[Records from a data collection]
┄┄┄┄┄┄┄┄┄┄

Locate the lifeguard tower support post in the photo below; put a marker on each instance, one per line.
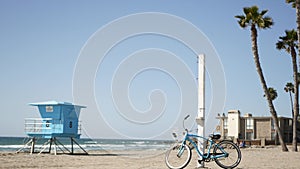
(58, 119)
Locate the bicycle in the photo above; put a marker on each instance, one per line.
(225, 153)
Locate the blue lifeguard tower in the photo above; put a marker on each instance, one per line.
(58, 119)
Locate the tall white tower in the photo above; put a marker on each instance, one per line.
(201, 104)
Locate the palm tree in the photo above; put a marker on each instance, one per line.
(289, 87)
(296, 4)
(272, 92)
(256, 19)
(289, 43)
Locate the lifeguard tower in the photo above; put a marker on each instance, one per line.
(58, 119)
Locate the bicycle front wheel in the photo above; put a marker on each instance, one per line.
(233, 157)
(178, 157)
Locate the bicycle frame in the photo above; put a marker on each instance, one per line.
(207, 155)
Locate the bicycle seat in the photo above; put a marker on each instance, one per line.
(215, 136)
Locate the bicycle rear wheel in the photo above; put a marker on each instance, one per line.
(178, 157)
(234, 154)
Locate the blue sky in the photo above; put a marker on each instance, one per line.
(41, 41)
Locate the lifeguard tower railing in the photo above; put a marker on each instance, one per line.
(45, 126)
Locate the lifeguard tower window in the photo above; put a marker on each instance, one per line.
(49, 108)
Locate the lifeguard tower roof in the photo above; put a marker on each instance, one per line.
(58, 119)
(54, 103)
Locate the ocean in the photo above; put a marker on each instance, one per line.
(16, 143)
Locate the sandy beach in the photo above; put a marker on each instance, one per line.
(269, 157)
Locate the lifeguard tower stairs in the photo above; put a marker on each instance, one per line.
(58, 120)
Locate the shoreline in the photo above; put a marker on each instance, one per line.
(268, 157)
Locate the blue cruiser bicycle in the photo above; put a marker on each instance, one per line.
(225, 153)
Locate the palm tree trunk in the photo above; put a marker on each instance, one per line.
(296, 98)
(264, 85)
(296, 83)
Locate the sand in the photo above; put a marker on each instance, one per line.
(269, 157)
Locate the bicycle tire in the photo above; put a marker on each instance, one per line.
(234, 154)
(173, 161)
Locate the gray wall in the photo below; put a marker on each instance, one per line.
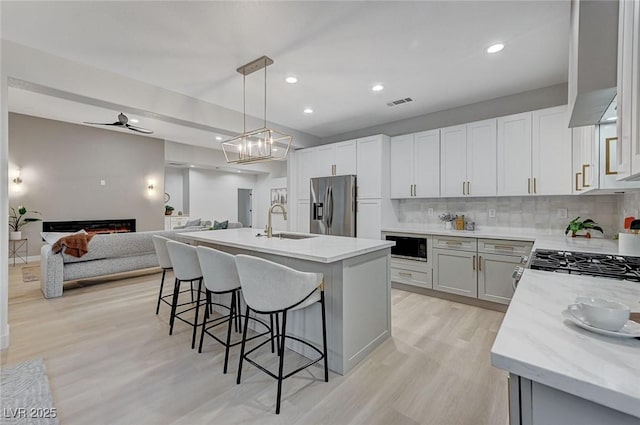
(522, 102)
(61, 167)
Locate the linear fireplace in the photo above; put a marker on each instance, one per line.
(91, 226)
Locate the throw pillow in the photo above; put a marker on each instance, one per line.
(219, 225)
(191, 223)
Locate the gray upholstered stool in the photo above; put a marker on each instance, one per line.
(160, 244)
(186, 268)
(271, 288)
(221, 277)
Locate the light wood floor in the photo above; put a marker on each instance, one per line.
(110, 360)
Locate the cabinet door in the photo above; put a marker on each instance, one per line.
(427, 164)
(401, 166)
(304, 160)
(514, 155)
(453, 161)
(322, 162)
(369, 219)
(303, 216)
(481, 158)
(494, 277)
(455, 272)
(370, 167)
(345, 157)
(551, 152)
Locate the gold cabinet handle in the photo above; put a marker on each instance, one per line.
(578, 182)
(584, 175)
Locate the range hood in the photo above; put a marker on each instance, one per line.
(593, 59)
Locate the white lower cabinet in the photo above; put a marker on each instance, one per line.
(455, 272)
(369, 218)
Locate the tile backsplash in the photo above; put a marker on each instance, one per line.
(539, 213)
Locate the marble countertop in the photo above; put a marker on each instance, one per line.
(534, 341)
(318, 248)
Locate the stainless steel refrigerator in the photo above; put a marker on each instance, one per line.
(333, 205)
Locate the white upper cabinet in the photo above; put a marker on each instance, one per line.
(468, 159)
(481, 158)
(344, 158)
(401, 163)
(427, 164)
(373, 154)
(514, 154)
(453, 161)
(415, 165)
(628, 91)
(534, 153)
(551, 152)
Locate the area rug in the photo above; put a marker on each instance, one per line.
(26, 395)
(31, 274)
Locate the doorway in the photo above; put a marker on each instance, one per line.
(245, 207)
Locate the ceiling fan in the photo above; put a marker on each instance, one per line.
(123, 122)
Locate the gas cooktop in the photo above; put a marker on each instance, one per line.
(584, 263)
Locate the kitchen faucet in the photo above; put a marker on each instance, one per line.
(284, 214)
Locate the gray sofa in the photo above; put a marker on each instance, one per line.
(108, 254)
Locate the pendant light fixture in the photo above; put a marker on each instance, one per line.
(263, 144)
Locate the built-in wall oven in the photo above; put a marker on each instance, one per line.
(407, 247)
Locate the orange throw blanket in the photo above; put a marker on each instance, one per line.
(74, 245)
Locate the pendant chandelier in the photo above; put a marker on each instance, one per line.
(263, 144)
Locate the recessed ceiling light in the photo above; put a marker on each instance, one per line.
(495, 48)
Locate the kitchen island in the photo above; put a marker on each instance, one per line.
(357, 286)
(560, 373)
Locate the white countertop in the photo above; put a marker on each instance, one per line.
(535, 342)
(319, 248)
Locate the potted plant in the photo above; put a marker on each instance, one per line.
(576, 225)
(18, 219)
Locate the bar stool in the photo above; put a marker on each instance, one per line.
(221, 277)
(160, 244)
(271, 288)
(186, 268)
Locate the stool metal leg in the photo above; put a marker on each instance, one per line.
(281, 367)
(174, 303)
(164, 272)
(324, 338)
(195, 319)
(244, 340)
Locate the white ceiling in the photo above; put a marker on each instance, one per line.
(431, 51)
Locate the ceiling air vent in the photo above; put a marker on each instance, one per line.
(400, 101)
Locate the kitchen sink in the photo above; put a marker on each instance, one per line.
(291, 236)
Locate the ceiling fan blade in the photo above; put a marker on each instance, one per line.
(103, 123)
(138, 129)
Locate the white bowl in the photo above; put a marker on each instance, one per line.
(602, 313)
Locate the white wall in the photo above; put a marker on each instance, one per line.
(262, 199)
(213, 195)
(174, 185)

┄┄┄┄┄┄┄┄┄┄

**WHAT YOU SHOULD DO**
Please copy the data above exactly; the pictures do not belong in the copy.

**TASK SOLUTION**
Locate the lifeguard tower support post in the photo below; put a marker on each instance, one per line.
(58, 119)
Locate the bicycle in the photo above; put a marker on each instance, one per line.
(225, 153)
Locate the blue lifeguard tower in the photo above; put a marker on each instance, one per line.
(58, 119)
Locate the tall white tower in the photo above; put a marker on each instance, one per line.
(201, 104)
Locate the palm tree in the photo above; put a marker on each instance, one per line.
(289, 87)
(296, 4)
(272, 92)
(256, 19)
(289, 43)
Locate the lifeguard tower in the photo above; put a marker on each instance, one per line.
(58, 119)
Locate the bicycle front wheel in the photo above; put a marker on each instance, one per line.
(233, 157)
(178, 157)
Locate the bicycle frame in the photo above; put a marker on each instance, one per line.
(207, 155)
Locate the bicycle seat in the photo above; put a marker on each instance, one per line.
(215, 136)
Locate the bicycle rear wheel in the photo above; put a marker on each instance, one per line.
(178, 157)
(234, 154)
Locate the blue sky in the photo above; put a marker on each instance, one per line.
(41, 41)
Locate the lifeguard tower railing in the photo above; put a marker on each instance, one per line.
(45, 126)
Locate the lifeguard tower window in the photo above; put a marker on each instance, one per line.
(49, 108)
Locate the lifeguard tower roof in the photo above; put a marker on each instance, one per line.
(58, 119)
(54, 103)
Locate the ocean in the photo above; put a marker on each instance, one per line.
(16, 143)
Locate the sandy beach in the photo above; put a marker on each instance, one per line.
(269, 157)
Locate the lifeguard tower stairs in the photo above; put a marker on each instance, one per line.
(58, 120)
Locate the shoreline in the photo above; put a marker on each instance, one per line.
(268, 157)
Locate the blue cruiser bicycle in the photo above; put a marker on each instance, one per line.
(225, 153)
Locate the palm tree trunk in the photo above; put a marker on each instance, one per line.
(296, 98)
(264, 85)
(296, 83)
Locate the sand in the photo above; put a marker on each instance, one per line.
(269, 157)
Locate the bicycle tire in the photo above; put a marker on each instance, one per line.
(234, 154)
(173, 161)
Locate the gray wall in the photo below; put a marker on each instance, one per line.
(522, 102)
(61, 167)
Locate the linear fireplace in the photo above; put a marker on each instance, one per line.
(91, 226)
Locate the throw pillow in the photo above; put a marker on each instance, one per line.
(219, 225)
(191, 223)
Locate the gray upholstered stool in the photo above; put a marker on each instance, one per line.
(160, 244)
(186, 268)
(271, 288)
(221, 277)
Locate the light wood floor in the photo above; put a marker on each instance, one per line.
(110, 360)
Locate the cabinet door in the photo above; put a marker on each instance, one per line.
(427, 164)
(401, 166)
(304, 160)
(514, 155)
(453, 161)
(322, 162)
(369, 219)
(303, 216)
(481, 158)
(494, 277)
(455, 272)
(370, 167)
(345, 157)
(551, 152)
Locate the gold cabinet handle in the photo above; put a marker on each instance, one per line.
(578, 182)
(584, 175)
Locate the range hood in the photo above; put a marker on each instance, one per line.
(593, 59)
Locate the white lower cabinet in the photo above; put a marker on each instance, one per line.
(455, 272)
(369, 218)
Locate the tile backsplash in the photo above; put a marker on each instance, one per line.
(539, 213)
Locate the marble countertop in the photo above; put a marker on each instance, one per line.
(534, 341)
(318, 248)
Locate the stainless steel refrigerator in the photo above; put a marker on each instance, one per line.
(333, 205)
Locate the white upper cabinet in the photo above; put a marker on each instance, one per line.
(468, 159)
(481, 158)
(344, 158)
(401, 163)
(427, 164)
(373, 154)
(514, 154)
(453, 161)
(415, 165)
(628, 91)
(534, 153)
(551, 152)
Locate the area rug in the photo above; put a marker on each instance, one per line.
(26, 395)
(31, 274)
Locate the doorway in the photo above; put a marker on each instance, one per line.
(245, 207)
Locate the ceiling fan in the photo above; put a marker on each instance, one per line.
(123, 122)
Locate the gas cooktop in the photo above; put a marker on each instance, one per line.
(584, 263)
Locate the kitchen faucet in the photo above; put a marker on each instance, one per line.
(284, 214)
Locate the gray sofa in the photo above; put a marker on each instance, one per line.
(108, 254)
Locate the pendant light fixture in the photo above; put a marker on each instance, one per line.
(263, 144)
Locate the built-in wall oven in the photo above; put a marker on each instance, one per line.
(407, 247)
Locate the orange throw blanket in the photo above; put a marker on each instance, one per line.
(74, 245)
Locate the pendant chandelier in the photo above; put a marker on each instance, one per line.
(263, 144)
Locate the recessed ceiling light in the photo above; put a marker on each instance, one per line.
(495, 48)
Locate the kitchen island in the photo above; put a marker on each instance, one per line.
(357, 286)
(560, 373)
Locate the white countertop in the photo above; put a marker on each instance, one per line.
(535, 342)
(319, 248)
Locate the potted plant in the photo above; put a marker on each instance, one per line.
(576, 225)
(18, 219)
Locate the bar stool in the photo above; put a marker on each instance, one per line.
(221, 277)
(160, 244)
(271, 288)
(186, 268)
Locate the stool metal leg in the photo above; put a marker on each instance, one per line.
(281, 367)
(174, 303)
(164, 272)
(324, 338)
(195, 319)
(244, 340)
Locate the white ceiling in the photo above; put a marker on each instance, one per line.
(431, 51)
Locate the ceiling air vent in the photo above; put a marker on each instance, one per line.
(400, 101)
Locate the kitchen sink in the photo above; put a marker on each instance, one per line.
(291, 236)
Locate the ceiling fan blade in the photo above; put a marker on each instance, one per line.
(103, 123)
(138, 129)
Locate the white bowl in the photo above; put a marker on each instance, one per line.
(602, 313)
Locate the white wall in the photo above; put a marker on each instance, one per line.
(262, 199)
(213, 195)
(174, 185)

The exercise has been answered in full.